§ LISTED ENTRIES
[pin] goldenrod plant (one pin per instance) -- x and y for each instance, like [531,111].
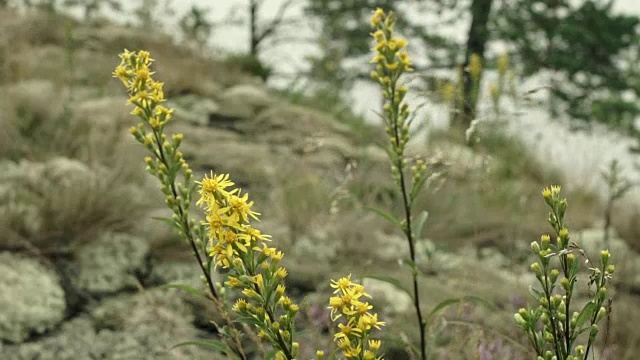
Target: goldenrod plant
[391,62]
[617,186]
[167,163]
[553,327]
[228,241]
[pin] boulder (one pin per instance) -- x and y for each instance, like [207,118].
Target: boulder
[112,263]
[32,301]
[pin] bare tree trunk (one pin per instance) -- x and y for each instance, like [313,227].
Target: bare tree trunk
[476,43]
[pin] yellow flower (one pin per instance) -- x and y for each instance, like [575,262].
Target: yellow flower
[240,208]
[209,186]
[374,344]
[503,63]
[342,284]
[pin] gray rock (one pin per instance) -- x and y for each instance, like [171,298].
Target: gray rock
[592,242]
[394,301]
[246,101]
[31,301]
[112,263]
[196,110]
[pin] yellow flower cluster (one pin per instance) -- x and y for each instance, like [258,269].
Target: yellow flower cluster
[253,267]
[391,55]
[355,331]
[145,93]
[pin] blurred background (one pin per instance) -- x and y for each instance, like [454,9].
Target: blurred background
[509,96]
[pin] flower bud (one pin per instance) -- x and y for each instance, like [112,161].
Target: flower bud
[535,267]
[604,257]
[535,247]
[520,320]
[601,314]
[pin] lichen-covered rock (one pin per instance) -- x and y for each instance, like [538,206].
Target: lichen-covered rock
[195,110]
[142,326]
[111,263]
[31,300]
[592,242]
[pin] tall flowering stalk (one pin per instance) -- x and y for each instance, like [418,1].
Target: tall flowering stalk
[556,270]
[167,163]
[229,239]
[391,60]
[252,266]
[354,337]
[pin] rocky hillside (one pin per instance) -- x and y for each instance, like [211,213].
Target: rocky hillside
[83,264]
==
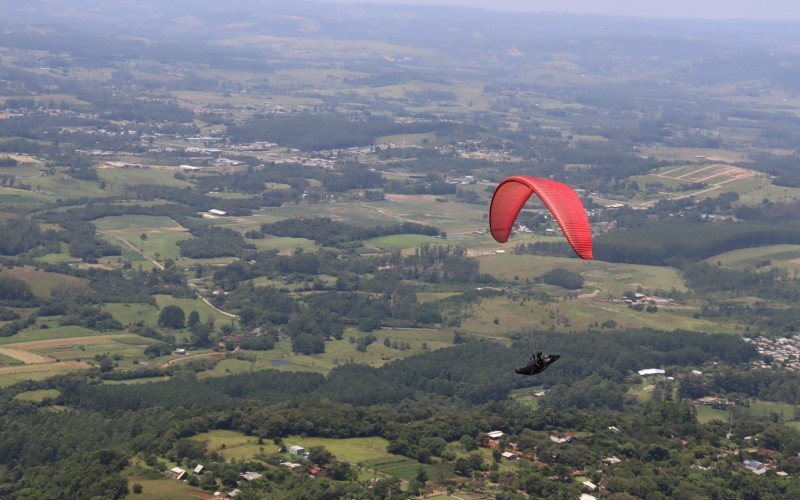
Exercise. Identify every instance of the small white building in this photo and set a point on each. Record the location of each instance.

§ PROMPT
How many rows above contain the case-sensitive word "background"? Reply with the number alone.

§ RESULT OF THE TASK
2